-- Opening Marker --
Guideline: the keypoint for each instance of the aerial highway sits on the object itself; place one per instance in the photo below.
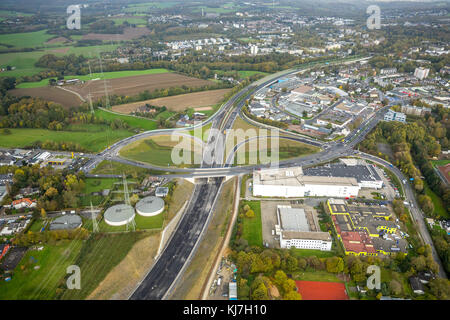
(169, 267)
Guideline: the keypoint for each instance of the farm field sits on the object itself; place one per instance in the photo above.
(24, 61)
(128, 34)
(134, 85)
(148, 6)
(139, 21)
(42, 283)
(26, 39)
(286, 149)
(99, 255)
(155, 150)
(252, 227)
(116, 168)
(105, 75)
(196, 100)
(95, 185)
(92, 141)
(243, 73)
(60, 96)
(133, 122)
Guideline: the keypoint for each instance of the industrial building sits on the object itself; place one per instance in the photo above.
(365, 230)
(364, 173)
(119, 215)
(339, 180)
(391, 115)
(232, 290)
(296, 229)
(67, 222)
(150, 206)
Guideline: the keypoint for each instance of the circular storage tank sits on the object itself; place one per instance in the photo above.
(119, 215)
(150, 206)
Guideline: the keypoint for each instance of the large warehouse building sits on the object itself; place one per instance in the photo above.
(364, 173)
(296, 229)
(291, 182)
(339, 180)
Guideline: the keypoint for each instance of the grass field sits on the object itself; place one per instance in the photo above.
(243, 73)
(97, 139)
(439, 208)
(99, 255)
(309, 253)
(252, 227)
(157, 151)
(203, 101)
(26, 39)
(148, 6)
(133, 122)
(287, 149)
(438, 163)
(105, 75)
(142, 223)
(29, 283)
(131, 20)
(95, 185)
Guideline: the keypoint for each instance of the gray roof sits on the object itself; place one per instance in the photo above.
(119, 213)
(359, 172)
(150, 204)
(293, 219)
(71, 221)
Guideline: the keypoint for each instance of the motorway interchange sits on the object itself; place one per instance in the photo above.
(163, 276)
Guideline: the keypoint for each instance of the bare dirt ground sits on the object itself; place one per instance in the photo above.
(64, 98)
(136, 84)
(200, 101)
(138, 261)
(128, 34)
(191, 283)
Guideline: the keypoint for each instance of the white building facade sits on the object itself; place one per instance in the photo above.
(292, 183)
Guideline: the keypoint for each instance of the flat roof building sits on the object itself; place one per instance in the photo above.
(365, 230)
(291, 182)
(161, 192)
(295, 230)
(150, 206)
(67, 222)
(364, 173)
(119, 215)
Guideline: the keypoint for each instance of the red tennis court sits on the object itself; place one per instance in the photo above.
(316, 290)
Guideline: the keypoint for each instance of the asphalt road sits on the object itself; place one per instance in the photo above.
(160, 278)
(170, 264)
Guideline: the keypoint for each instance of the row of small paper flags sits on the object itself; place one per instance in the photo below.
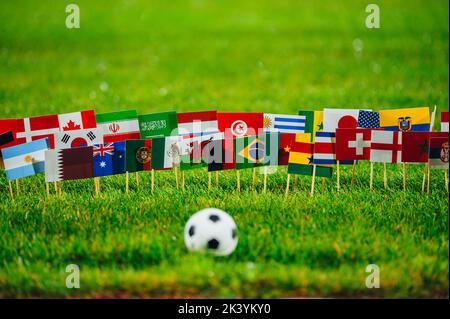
(82, 144)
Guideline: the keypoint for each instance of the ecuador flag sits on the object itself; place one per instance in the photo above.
(409, 119)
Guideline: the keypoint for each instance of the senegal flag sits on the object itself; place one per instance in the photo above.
(301, 157)
(138, 155)
(256, 150)
(314, 122)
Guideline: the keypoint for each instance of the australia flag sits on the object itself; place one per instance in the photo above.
(109, 159)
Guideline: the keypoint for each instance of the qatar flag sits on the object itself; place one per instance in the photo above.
(340, 118)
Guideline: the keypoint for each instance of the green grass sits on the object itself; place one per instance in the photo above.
(254, 55)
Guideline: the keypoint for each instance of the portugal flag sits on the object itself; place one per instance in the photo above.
(138, 154)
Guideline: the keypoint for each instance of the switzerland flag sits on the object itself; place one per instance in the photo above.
(415, 145)
(353, 144)
(240, 124)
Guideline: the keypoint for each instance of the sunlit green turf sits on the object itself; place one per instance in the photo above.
(246, 56)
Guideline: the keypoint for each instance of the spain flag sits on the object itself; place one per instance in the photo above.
(405, 120)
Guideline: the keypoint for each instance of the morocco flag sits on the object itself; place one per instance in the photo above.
(138, 154)
(415, 145)
(353, 144)
(69, 164)
(240, 124)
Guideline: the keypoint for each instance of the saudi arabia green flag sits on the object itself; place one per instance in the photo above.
(256, 150)
(157, 124)
(166, 152)
(138, 155)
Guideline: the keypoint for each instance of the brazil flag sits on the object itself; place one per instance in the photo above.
(256, 150)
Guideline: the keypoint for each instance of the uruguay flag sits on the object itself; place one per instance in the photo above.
(109, 159)
(25, 159)
(283, 123)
-- Closing Marker --
§ **WHAT YOU SHOULD DO**
Give back the material word for word, without images.

§ **TASK RESULT**
Guideline: the keypoint for each instance of the aerial highway sits on the object itself; place one per instance in the photo below.
(169, 267)
Guideline: the keypoint for each instance of the farm field sits on the object itself; place one per instance in the photo above.
(24, 61)
(128, 34)
(134, 85)
(148, 6)
(139, 21)
(42, 283)
(26, 39)
(286, 149)
(99, 255)
(155, 150)
(252, 227)
(116, 168)
(105, 75)
(196, 100)
(95, 185)
(92, 141)
(243, 73)
(60, 96)
(133, 122)
Guideline: the keypoint for each instance of the industrial building sits on the object itself; place one per instance in the photo above.
(365, 230)
(364, 173)
(119, 215)
(339, 180)
(391, 115)
(232, 290)
(296, 229)
(67, 222)
(150, 206)
Guideline: the keypoint for each instance of the circular storage tank sits on the object itself; place one per instance in the photo above.
(119, 215)
(150, 206)
Guideline: the keypoint for each instance of the large warehouse building sits on the object itself; place one per instance in the photo above.
(364, 173)
(296, 229)
(291, 182)
(339, 180)
Guideline: the keypoint for each instance of the grass field sits on the object itself; place one per instance in the photo above.
(243, 73)
(97, 139)
(439, 208)
(99, 255)
(309, 253)
(252, 227)
(157, 151)
(203, 101)
(26, 39)
(148, 6)
(133, 122)
(287, 149)
(438, 163)
(105, 75)
(142, 223)
(29, 283)
(131, 20)
(95, 185)
Guideline: the keypoint for each instance of the gray roof sits on the object itself; place one per instance in the photo above.
(119, 213)
(359, 172)
(150, 204)
(293, 219)
(71, 221)
Guideline: the keypoint for each instance of the motorway interchange sits on the object itself; place one per instance in the photo above.
(163, 276)
Guideline: the keypoint for each instance of the bare dirt ground sits on the object itself; place one per instance in the photo above.
(64, 98)
(136, 84)
(200, 101)
(138, 261)
(128, 34)
(191, 283)
Guideline: the keypoint for each instance of the white building facade sits on the object itself; place one per instance in the photo above.
(292, 183)
Guideline: the keypoint for each instance of the flat roof building sits on the object itself; place one per instance in the photo above.
(365, 230)
(291, 182)
(161, 192)
(295, 230)
(150, 206)
(67, 222)
(364, 173)
(119, 215)
Guideline: the keypoint for each instance of the red tennis court sits on the object itself; place one per instance in the photo above.
(316, 290)
Guideline: the keypoint for each instance of the asphalt road sits on the object itself; place one per instance in the photo above.
(160, 278)
(170, 264)
Guideline: the keypoint for each instance of the row of small paper flags sits on the object itself; place one per instance in the photo below.
(82, 144)
Guideline: the keypoint for each instance of the ecuador flag sits on the object itself; place one per instance in the photo above.
(409, 119)
Guideline: the keypoint for each instance of the senegal flag sits on the object itself; place one per instance in the photo above.
(301, 157)
(138, 155)
(256, 150)
(314, 122)
Guideline: the keypoint for each instance of the australia flag sits on the object itself; place one per instance in the photo above.
(109, 159)
Guideline: the keypoint for each instance of the qatar flag sits on the object itself; place one per instance in the photo above.
(340, 118)
Guideline: the keypoint for each instance of the green grass sits on the object itself; place one per instance in the photo above.
(254, 55)
Guideline: the keypoint for each instance of the portugal flag sits on the object itself; place one per instance in the photo above.
(138, 154)
Guideline: the keypoint for each instance of the switzerland flag sits on the object itself; place one per instance in the photo above.
(415, 145)
(353, 144)
(240, 124)
Guideline: the keypoint for each instance of the sunlit green turf sits on the object itself; place one per instance in the photo above.
(246, 56)
Guideline: the keypoint for each instance of the spain flag sits on the object itself; place one per instance in the photo above.
(405, 120)
Guideline: the keypoint for each instance of the morocco flag sits on the object itself; place one per instance in the photo above.
(138, 154)
(415, 145)
(353, 144)
(69, 164)
(240, 124)
Guideline: the keypoint for each instance of the saudi arabia green flag sits on the object itself; place one per instance in the photo above.
(256, 150)
(157, 124)
(166, 152)
(138, 155)
Guideline: the keypoint for each instance of the brazil flag sits on the object itself; place one per instance in the photo above.
(256, 150)
Guideline: the keypoint for each instance of the uruguay flag sits on the object itself; place one per instance in the photo above.
(109, 159)
(25, 159)
(283, 123)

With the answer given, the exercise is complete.